### Article
L’exposition Bâtir des lois est à l’affiche dans nos salles principales. Texte d’une conversation entre Daniel Fernández Pascual, Alon Schwabe, Alexandra Pereira-Edwards et Anna Tonkin. Image tirée du film du même titre réalisé par Joshua Frank © CCA

L'échelle du microscopique et du planétaire

Daniel Fernández Pascual et Alon Schwabe de Cooking Sections s'entretiennent avec Alexandra Pereira-Edwards et Anna Tonkin sur l'agentivité, l'intimité et comment tisser les liens

Alexandra Pereira-Edwards
Votre pratique est guidée par une approche interdisciplinaire fondée sur des formes variées de collaboration, avec la nourriture comme élément central. Pour commencer, quel rôle joue la collaboration dans votre travail et en quoi constitue-t-elle un moyen d’aborder les diverses frictions propres aux contextes dans lesquels vous opérez?

### Lignes de données
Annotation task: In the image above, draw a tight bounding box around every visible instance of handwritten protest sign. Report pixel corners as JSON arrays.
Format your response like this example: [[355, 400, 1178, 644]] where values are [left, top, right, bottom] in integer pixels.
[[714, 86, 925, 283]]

### Consigne
Recopiez mot pour mot tout le passage de l'entretien, depuis « Daniel Fernández Pascual et » jusqu'à « lesquels vous opérez? » inclus.

### Réponse
Daniel Fernández Pascual et Alon Schwabe de Cooking Sections s'entretiennent avec Alexandra Pereira-Edwards et Anna Tonkin sur l'agentivité, l'intimité et comment tisser les liens

Alexandra Pereira-Edwards
Votre pratique est guidée par une approche interdisciplinaire fondée sur des formes variées de collaboration, avec la nourriture comme élément central. Pour commencer, quel rôle joue la collaboration dans votre travail et en quoi constitue-t-elle un moyen d’aborder les diverses frictions propres aux contextes dans lesquels vous opérez?